→ **EXERCISE PROMPT**:
Please reproduce each of the rows below word for word, changing nothing.

→ **PROVIDED ENTRIES**:
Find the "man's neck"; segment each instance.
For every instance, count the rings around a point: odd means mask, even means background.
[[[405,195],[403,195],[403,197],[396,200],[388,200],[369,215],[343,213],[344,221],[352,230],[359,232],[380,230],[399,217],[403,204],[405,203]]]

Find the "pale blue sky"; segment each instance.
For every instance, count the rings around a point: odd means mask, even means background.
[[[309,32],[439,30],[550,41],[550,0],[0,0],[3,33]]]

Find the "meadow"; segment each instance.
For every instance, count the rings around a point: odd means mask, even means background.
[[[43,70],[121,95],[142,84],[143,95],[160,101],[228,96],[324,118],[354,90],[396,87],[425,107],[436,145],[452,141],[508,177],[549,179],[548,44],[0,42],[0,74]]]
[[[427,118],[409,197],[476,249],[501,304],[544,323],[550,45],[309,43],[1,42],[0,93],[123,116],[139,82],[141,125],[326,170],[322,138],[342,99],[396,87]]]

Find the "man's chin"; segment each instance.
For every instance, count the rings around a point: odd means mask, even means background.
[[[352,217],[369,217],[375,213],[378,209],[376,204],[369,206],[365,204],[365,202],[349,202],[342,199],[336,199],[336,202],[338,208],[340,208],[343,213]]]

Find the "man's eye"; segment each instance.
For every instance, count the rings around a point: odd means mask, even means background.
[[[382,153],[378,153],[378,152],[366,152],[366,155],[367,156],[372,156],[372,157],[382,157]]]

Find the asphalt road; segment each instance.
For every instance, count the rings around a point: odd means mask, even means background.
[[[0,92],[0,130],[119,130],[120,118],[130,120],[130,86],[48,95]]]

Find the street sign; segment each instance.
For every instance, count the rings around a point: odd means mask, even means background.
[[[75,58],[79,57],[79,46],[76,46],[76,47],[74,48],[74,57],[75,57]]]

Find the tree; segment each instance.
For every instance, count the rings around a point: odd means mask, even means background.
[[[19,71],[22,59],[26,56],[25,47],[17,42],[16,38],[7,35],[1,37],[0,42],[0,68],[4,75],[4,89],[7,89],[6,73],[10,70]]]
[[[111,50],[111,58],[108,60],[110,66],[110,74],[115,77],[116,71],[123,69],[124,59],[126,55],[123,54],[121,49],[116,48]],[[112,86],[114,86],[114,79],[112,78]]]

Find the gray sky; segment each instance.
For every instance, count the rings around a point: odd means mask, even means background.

→ **EXERCISE ANSWER**:
Find the "man's neck"; segment each instance.
For every instance, count the rings around a point: odd means mask, even means background.
[[[405,195],[403,195],[403,197],[396,200],[388,200],[369,215],[343,213],[344,221],[352,230],[359,232],[380,230],[399,217],[403,204],[405,203]]]

Find the "pale blue sky"; segment each instance.
For every instance, count the rings around a point: odd means mask, even means background.
[[[309,32],[439,30],[550,41],[550,0],[0,0],[3,33]]]

Find the "meadow"; segment each instance.
For every instance, count the rings around a point: odd means mask, even means background.
[[[43,70],[121,95],[142,84],[143,95],[160,101],[228,96],[324,118],[354,90],[396,87],[425,107],[436,145],[452,141],[508,177],[549,179],[548,44],[0,42],[0,74]]]
[[[427,118],[409,197],[476,249],[501,304],[544,323],[550,45],[309,43],[1,42],[0,93],[123,116],[139,82],[141,125],[326,170],[322,138],[342,99],[396,87]]]

Find the "man's chin"; segment each instance.
For every instance, count the rings around a point: odd means mask, even means background.
[[[352,217],[369,217],[375,213],[378,209],[376,204],[369,206],[365,204],[365,202],[349,202],[342,199],[336,199],[336,202],[338,208],[340,208],[343,213]]]

Find the "man's eye"; segment each instance.
For every instance, count the rings around a point: odd means mask, even means background.
[[[382,153],[378,153],[378,152],[366,152],[366,155],[367,156],[372,156],[372,157],[382,157]]]

Find the asphalt road; segment each instance.
For every instance, count the rings around a point: odd means mask, even means background.
[[[0,92],[0,130],[119,130],[120,118],[130,120],[130,86],[48,95]]]

Find the street sign; segment each instance.
For every instance, count the rings around a point: odd means mask, even means background.
[[[75,58],[79,57],[79,46],[76,46],[76,47],[74,48],[74,57],[75,57]]]

Find the tree; segment each instance.
For every instance, count the rings around a point: odd means mask, even means background.
[[[19,71],[22,59],[26,56],[25,47],[17,42],[16,38],[7,35],[1,37],[0,42],[0,68],[4,75],[4,89],[7,89],[6,73],[10,70]]]
[[[111,50],[111,58],[108,60],[110,66],[110,74],[115,77],[116,71],[123,69],[124,59],[126,55],[123,54],[121,49],[116,48]],[[112,86],[114,86],[114,79],[112,78]]]

Find the gray sky; segment each instance.
For every instance, count the rings around a point: odd means mask, even means background.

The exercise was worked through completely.